### YOUR INSTRUCTIONS
Starting at the line that contains "written like (215,144).", restate each line word for word through the final line of the data, keeping both ends.

[Records excerpted from a collection]
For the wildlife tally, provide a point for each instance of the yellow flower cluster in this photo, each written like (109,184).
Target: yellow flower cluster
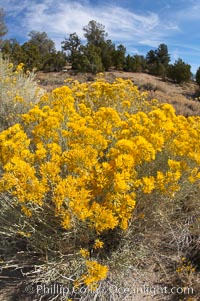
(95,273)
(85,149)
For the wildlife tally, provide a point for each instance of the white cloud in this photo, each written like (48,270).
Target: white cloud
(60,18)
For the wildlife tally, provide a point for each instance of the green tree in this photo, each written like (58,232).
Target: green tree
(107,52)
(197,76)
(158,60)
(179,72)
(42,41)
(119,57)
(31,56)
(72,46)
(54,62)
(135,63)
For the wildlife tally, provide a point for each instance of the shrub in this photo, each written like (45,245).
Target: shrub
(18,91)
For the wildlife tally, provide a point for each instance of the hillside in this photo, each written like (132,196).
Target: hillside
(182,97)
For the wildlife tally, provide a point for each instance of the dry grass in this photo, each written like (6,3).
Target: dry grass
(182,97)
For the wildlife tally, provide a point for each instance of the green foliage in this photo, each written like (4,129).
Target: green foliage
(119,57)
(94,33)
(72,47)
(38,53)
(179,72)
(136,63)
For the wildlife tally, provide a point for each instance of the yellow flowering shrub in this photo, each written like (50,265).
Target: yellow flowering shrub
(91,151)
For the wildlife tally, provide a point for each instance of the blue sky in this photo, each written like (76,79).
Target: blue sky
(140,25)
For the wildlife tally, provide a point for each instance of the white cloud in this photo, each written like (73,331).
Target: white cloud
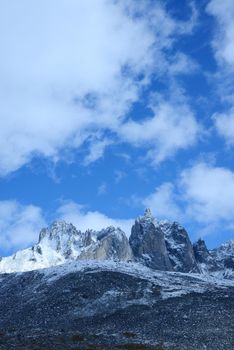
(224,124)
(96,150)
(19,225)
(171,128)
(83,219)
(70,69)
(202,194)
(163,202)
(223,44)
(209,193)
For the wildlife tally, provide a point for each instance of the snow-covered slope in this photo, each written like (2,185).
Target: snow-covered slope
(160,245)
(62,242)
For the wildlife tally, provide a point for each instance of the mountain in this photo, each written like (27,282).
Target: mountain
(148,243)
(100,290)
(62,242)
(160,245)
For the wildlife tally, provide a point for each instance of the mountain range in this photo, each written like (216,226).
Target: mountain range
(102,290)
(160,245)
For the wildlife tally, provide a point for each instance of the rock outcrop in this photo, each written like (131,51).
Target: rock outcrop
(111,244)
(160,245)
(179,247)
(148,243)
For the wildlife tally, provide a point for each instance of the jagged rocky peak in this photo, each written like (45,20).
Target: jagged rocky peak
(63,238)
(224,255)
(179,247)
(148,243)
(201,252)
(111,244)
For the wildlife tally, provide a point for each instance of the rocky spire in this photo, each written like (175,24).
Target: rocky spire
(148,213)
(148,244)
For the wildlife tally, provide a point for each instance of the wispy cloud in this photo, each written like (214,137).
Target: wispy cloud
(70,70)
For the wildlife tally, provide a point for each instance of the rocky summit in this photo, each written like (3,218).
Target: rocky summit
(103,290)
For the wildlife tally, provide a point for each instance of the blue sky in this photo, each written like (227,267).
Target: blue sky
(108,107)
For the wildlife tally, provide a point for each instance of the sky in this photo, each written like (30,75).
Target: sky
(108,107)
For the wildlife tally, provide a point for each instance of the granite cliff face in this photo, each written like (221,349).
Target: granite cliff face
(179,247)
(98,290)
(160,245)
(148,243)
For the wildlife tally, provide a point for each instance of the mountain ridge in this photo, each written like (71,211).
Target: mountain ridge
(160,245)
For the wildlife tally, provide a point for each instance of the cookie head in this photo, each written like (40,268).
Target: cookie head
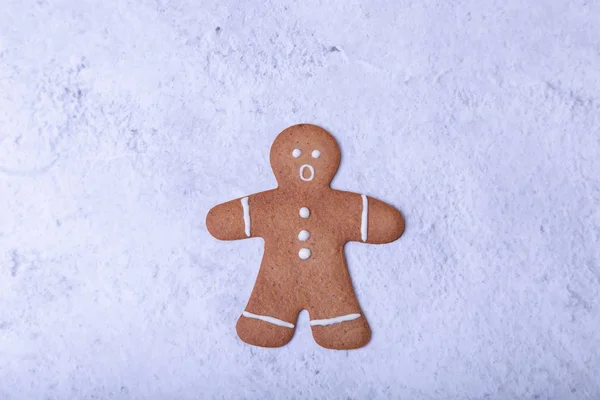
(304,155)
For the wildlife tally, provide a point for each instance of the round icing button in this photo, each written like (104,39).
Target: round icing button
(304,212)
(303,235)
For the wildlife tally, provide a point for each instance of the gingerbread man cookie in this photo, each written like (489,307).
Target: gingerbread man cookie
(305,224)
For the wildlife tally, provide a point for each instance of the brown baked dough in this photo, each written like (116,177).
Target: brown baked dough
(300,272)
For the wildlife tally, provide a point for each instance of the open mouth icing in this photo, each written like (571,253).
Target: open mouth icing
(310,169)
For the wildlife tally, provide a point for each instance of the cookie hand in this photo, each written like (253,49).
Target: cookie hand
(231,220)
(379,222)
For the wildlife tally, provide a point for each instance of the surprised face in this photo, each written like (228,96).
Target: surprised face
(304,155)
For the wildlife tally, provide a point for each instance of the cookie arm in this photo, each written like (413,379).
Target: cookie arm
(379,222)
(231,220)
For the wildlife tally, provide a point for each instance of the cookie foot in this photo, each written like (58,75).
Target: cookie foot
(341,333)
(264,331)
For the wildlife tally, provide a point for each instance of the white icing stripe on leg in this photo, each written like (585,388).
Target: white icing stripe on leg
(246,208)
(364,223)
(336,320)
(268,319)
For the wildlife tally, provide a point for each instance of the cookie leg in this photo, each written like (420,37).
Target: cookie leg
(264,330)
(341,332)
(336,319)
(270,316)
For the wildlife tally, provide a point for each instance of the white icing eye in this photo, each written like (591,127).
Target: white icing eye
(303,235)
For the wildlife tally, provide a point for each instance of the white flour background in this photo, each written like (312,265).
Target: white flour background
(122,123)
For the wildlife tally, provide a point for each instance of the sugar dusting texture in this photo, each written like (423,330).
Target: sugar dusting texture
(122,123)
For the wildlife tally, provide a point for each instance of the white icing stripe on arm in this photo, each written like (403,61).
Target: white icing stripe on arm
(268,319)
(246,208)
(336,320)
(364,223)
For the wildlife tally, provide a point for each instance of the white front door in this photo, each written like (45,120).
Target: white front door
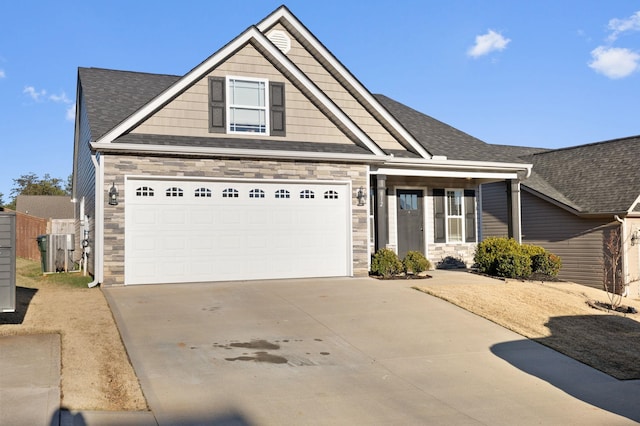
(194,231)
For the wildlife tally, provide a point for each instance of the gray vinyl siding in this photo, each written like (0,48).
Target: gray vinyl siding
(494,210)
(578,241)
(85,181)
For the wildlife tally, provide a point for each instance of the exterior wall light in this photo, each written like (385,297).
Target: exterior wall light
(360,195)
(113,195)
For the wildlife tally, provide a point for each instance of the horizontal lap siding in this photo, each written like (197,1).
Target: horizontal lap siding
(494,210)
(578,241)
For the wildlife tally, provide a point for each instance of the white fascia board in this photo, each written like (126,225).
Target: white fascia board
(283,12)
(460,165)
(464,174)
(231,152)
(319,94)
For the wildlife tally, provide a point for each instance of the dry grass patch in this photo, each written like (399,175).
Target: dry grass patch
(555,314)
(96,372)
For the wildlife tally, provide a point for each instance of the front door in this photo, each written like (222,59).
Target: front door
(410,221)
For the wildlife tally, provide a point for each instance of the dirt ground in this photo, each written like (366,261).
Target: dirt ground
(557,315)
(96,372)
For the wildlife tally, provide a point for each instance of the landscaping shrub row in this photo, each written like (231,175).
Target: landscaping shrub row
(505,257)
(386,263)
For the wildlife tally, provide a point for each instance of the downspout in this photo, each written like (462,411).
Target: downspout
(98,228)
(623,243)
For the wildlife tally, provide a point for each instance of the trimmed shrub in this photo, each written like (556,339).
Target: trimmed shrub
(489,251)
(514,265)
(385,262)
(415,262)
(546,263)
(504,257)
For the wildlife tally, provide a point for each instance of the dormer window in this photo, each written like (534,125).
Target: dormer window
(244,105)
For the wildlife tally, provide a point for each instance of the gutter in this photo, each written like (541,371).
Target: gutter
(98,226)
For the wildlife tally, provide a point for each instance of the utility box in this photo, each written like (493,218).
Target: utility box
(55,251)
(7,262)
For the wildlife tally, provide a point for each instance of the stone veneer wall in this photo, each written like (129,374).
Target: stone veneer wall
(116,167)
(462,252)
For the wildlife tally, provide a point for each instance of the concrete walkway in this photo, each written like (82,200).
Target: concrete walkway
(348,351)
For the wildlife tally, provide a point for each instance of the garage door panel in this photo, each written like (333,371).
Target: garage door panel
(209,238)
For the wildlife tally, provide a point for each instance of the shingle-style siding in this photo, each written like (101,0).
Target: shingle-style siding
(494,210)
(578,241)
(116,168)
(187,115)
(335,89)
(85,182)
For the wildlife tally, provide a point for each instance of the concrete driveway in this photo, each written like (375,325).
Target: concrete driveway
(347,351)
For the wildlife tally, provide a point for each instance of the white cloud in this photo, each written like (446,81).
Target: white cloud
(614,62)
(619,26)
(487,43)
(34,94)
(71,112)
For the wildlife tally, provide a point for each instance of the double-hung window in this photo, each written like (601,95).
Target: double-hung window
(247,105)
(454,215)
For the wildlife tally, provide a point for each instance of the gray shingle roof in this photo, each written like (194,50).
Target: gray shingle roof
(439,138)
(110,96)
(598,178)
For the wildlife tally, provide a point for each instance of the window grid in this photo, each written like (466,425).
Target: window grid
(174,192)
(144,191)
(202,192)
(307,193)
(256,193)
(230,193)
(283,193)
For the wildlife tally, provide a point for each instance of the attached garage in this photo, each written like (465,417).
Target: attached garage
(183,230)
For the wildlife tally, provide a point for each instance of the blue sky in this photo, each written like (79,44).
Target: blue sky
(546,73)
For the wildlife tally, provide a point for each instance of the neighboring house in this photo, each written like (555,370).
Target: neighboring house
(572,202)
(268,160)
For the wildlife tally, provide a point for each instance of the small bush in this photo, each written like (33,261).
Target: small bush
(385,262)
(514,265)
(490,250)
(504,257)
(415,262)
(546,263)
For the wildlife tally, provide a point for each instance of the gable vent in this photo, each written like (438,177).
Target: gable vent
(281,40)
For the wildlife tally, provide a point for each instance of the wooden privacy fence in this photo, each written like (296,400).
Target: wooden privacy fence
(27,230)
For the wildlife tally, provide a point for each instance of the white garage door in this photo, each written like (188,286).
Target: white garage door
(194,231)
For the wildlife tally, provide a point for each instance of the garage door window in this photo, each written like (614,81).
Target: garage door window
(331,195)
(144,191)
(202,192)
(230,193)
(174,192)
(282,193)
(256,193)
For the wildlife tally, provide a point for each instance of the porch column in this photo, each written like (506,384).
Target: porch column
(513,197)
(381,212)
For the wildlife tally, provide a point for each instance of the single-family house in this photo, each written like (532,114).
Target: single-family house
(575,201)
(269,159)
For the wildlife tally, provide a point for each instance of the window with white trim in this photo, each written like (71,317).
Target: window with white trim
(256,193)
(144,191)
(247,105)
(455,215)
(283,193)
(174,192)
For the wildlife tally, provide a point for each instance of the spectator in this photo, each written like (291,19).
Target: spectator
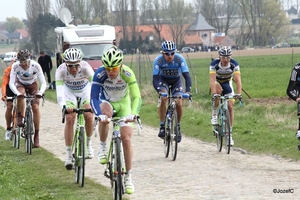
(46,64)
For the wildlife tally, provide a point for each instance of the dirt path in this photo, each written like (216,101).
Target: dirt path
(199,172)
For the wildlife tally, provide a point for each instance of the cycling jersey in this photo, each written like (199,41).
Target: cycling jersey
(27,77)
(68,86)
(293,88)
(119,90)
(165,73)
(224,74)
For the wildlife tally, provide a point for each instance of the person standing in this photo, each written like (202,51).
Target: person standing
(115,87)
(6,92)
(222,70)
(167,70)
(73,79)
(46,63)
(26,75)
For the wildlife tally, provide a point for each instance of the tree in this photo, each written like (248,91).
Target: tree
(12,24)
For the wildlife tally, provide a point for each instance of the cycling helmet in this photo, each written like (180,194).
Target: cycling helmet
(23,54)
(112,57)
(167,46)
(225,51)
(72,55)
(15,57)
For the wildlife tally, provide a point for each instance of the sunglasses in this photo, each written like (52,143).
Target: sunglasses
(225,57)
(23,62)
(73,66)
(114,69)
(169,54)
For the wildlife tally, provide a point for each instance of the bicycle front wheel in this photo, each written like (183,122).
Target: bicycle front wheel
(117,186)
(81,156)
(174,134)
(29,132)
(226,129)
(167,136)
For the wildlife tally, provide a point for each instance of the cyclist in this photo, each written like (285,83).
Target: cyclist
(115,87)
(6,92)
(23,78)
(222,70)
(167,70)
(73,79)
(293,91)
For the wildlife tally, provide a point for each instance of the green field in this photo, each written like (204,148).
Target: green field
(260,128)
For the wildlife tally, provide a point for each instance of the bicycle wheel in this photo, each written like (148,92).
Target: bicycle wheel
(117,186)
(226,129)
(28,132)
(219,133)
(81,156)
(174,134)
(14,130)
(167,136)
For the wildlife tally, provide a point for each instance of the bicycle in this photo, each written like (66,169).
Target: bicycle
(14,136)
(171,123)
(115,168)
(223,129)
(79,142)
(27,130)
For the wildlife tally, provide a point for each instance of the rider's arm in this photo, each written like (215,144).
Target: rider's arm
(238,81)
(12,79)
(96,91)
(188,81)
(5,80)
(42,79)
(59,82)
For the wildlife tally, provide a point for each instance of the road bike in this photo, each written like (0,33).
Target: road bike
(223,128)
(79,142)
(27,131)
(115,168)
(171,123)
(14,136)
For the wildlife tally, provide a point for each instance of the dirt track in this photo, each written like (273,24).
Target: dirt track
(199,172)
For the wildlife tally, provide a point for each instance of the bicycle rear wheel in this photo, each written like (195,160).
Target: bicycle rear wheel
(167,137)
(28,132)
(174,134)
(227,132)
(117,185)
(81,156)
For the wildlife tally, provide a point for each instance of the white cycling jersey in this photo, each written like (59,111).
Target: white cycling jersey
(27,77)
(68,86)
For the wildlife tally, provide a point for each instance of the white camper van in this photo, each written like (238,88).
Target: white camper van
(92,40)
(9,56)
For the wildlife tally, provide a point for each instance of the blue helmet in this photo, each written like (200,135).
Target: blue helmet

### CORRECT RESPONSE
For the wildlife tally, provide a point for each instance of the rider's arm in this photo, each written like (215,144).
Target: rider's arm
(238,81)
(12,79)
(96,91)
(188,81)
(5,80)
(42,79)
(59,82)
For the wildlife tally, provide a point for each instance of the road bike in this photo, each written like (0,33).
Target: road bike
(223,128)
(79,142)
(27,131)
(115,168)
(171,123)
(14,136)
For the wildlife tally, provide a point for each instance of the dirt track in this photo, each written like (273,24).
Target: dirt track
(199,172)
For the wildlife tally, provide a point for each instance of the bicycle rear wheel in this photo, each written like (195,160).
Target: bicycle rear wheel
(167,137)
(28,132)
(174,134)
(227,132)
(117,185)
(81,156)
For the wildlife tally, provide a point for each instance of the white cycling jersey in this photo, each written like (59,111).
Target: white cycling jersey
(27,77)
(68,86)
For the wildlife tally, provide a point for each instance of the white camper van in this photo, each written like (238,88).
Target: white camper van
(92,40)
(9,56)
For the wildlife tally, provide a point for each instance of the blue helmet in this photo, each written like (200,135).
Target: blue helmet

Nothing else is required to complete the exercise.